- **Set of tasks**
A. From the post on training in hot weather, copy word for word the passage starting with "Not sure what" and going on through "into hotter weather?".
B. In the post on training in hot weather, what is the stated temperature of the garage?
C. Using the post on training in hot weather, answer yes or no to each statement, quoting the deciding words exactly: (i) The writer began training on SUF with Kickr in December. (ii) During Team Scream the writer normally spins at 95+. (iii) The writer could not complete any of the sessions at 100%.

- **Page extract**

━━━━━━

Is temperature making sessions so hard?

After several months of making steady progress I feel like I have hit a bit of wall.

Even at the start of the warm up, at 50% of FTP, I feel like ‘uh oh, this is going to be tough’.

Not sure what to put this down to, but top of the list of ‘things that have changed’ is the temperature.

I started in December on SUF with Kickr and so haven’t had the pleasure until recently of training through a summer but wondered what other people’s experience was. Garage temp is 21C/70F and I have a big 18” fan but still really hot last 10 days or so.

I have been able to complete most of the sessions at 100% but I am digging far deeper than normal in all and some are beyond me! E.g. tonight’s Team Scream was just brutal and had me at times churning low cadence vs. normally feeling super motivated by the session and spinning at 95+. The fact that it ‘feels’ harder than prescribed then I’m sure leads to me being less fresh by the time the next session comes around etc etc.

Is this a common experience going into hotter weather?

I have cycled in the temperate and tropical regions in both the summer and winter time.

━━━━━━

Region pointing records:
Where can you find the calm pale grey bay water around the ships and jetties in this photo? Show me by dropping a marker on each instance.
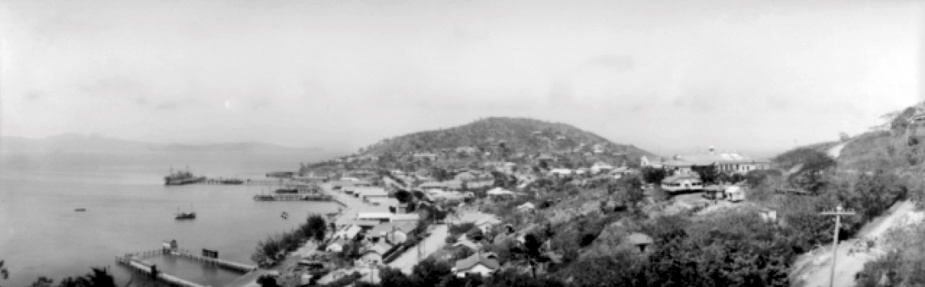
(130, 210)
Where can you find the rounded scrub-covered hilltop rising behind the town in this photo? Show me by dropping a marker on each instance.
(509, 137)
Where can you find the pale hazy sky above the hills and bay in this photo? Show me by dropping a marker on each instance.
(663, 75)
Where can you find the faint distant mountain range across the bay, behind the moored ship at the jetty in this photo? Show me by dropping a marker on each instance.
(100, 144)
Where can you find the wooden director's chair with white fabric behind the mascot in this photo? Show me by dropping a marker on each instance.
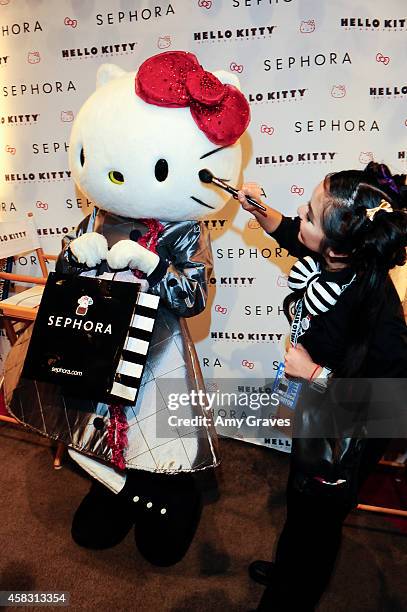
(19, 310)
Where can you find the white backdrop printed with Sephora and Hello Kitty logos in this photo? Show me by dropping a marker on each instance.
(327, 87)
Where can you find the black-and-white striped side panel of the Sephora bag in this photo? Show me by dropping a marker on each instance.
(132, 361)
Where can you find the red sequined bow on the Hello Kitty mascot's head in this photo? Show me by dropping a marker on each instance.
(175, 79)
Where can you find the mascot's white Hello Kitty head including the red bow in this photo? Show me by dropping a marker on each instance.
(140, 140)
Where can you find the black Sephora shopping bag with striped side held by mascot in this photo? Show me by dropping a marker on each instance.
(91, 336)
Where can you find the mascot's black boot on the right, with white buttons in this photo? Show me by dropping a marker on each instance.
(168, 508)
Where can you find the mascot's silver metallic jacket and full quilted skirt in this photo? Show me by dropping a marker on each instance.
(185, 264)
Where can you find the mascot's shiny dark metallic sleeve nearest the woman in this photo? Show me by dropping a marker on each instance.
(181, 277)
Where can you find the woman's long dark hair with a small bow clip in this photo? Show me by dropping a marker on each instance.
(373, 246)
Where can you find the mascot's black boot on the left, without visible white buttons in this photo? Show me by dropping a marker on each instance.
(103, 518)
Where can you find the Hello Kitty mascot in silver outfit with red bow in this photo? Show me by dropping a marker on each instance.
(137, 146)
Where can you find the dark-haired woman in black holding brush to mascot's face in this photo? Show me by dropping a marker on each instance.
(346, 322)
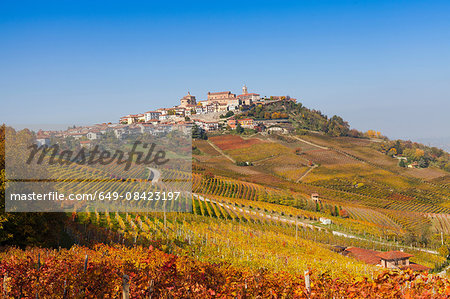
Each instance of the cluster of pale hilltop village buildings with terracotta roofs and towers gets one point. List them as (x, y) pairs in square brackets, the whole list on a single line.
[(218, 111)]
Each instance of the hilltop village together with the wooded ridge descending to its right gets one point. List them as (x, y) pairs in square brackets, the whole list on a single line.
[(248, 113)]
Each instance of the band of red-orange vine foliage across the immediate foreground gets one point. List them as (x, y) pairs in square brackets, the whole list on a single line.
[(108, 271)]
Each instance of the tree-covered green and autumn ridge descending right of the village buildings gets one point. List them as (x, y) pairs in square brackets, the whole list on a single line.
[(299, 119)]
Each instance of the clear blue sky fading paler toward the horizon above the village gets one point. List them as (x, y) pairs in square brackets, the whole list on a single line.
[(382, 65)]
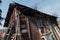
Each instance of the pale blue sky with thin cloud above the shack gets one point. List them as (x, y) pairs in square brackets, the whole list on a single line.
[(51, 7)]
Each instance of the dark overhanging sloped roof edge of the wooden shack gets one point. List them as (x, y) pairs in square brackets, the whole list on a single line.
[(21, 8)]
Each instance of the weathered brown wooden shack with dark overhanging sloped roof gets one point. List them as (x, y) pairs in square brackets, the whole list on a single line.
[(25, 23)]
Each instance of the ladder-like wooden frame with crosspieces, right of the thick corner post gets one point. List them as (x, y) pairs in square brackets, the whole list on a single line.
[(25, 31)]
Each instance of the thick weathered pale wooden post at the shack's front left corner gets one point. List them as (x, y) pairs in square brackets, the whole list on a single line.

━━━━━━

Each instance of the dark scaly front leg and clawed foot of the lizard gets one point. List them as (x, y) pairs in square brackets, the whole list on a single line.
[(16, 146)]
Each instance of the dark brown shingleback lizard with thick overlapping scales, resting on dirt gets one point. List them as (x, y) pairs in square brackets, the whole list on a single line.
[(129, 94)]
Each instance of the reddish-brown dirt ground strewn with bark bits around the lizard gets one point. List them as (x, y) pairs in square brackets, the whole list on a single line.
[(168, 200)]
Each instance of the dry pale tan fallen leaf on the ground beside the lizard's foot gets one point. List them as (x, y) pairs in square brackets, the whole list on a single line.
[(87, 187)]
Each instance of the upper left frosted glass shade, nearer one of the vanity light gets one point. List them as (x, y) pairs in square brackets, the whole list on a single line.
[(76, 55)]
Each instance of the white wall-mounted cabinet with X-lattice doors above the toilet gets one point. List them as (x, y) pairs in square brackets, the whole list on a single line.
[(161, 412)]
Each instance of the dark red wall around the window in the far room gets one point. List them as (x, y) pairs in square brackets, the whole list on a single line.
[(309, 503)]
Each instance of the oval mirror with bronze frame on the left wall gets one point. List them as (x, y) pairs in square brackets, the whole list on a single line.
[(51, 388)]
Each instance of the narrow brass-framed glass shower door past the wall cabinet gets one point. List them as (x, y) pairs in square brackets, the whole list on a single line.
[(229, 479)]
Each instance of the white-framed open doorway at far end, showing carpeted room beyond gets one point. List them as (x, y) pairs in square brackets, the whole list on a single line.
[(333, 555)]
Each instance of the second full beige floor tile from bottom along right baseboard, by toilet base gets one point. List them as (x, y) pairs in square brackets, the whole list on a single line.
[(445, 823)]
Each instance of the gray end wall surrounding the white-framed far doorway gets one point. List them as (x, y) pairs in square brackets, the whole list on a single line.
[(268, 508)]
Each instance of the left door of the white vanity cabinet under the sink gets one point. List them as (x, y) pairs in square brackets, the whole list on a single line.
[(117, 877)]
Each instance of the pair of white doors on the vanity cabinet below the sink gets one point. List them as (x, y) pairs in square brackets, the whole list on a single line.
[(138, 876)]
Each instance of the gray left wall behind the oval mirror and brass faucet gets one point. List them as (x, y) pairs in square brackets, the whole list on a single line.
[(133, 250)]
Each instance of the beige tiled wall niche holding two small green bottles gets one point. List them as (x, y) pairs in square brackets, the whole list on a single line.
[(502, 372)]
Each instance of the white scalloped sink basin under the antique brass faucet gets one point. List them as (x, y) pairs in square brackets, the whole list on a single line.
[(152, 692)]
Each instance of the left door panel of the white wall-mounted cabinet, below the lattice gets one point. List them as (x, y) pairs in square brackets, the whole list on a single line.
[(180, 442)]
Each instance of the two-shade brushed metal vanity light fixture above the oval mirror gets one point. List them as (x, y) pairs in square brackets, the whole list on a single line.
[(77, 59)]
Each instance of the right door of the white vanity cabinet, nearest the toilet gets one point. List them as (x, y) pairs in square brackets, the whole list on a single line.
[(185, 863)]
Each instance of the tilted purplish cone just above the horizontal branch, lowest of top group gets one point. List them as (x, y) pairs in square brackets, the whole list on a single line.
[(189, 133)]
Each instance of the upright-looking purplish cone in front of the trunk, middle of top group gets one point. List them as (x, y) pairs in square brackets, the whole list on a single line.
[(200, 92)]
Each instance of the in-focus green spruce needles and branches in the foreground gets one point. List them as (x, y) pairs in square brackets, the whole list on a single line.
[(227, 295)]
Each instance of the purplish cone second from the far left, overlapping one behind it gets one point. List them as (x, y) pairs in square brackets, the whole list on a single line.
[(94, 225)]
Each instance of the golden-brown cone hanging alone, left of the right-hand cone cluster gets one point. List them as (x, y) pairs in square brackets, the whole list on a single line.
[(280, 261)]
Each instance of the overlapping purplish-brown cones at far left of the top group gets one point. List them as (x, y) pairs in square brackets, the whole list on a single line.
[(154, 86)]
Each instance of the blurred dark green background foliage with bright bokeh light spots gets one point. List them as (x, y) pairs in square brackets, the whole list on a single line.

━━━━━━

- **Answers to this exercise**
A.
Not sure what to put this down to, but top of the list of ‘things that have changed’ is the temperature.

I started in December on SUF with Kickr and so haven’t had the pleasure until recently of training through a summer but wondered what other people’s experience was. Garage temp is 21C/70F and I have a big 18” fan but still really hot last 10 days or so.

I have been able to complete most of the sessions at 100% but I am digging far deeper than normal in all and some are beyond me! E.g. tonight’s Team Scream was just brutal and had me at times churning low cadence vs. normally feeling super motivated by the session and spinning at 95+. The fact that it ‘feels’ harder than prescribed then I’m sure leads to me being less fresh by the time the next session comes around etc etc.

Is this a common experience going into hotter weather?

B. 21C/70F

C.
(i) Yes: "I started in December on SUF with Kickr"
(ii) Yes: "normally feeling super motivated by the session and spinning at 95+"
(iii) No: "I have been able to complete most of the sessions at 100%"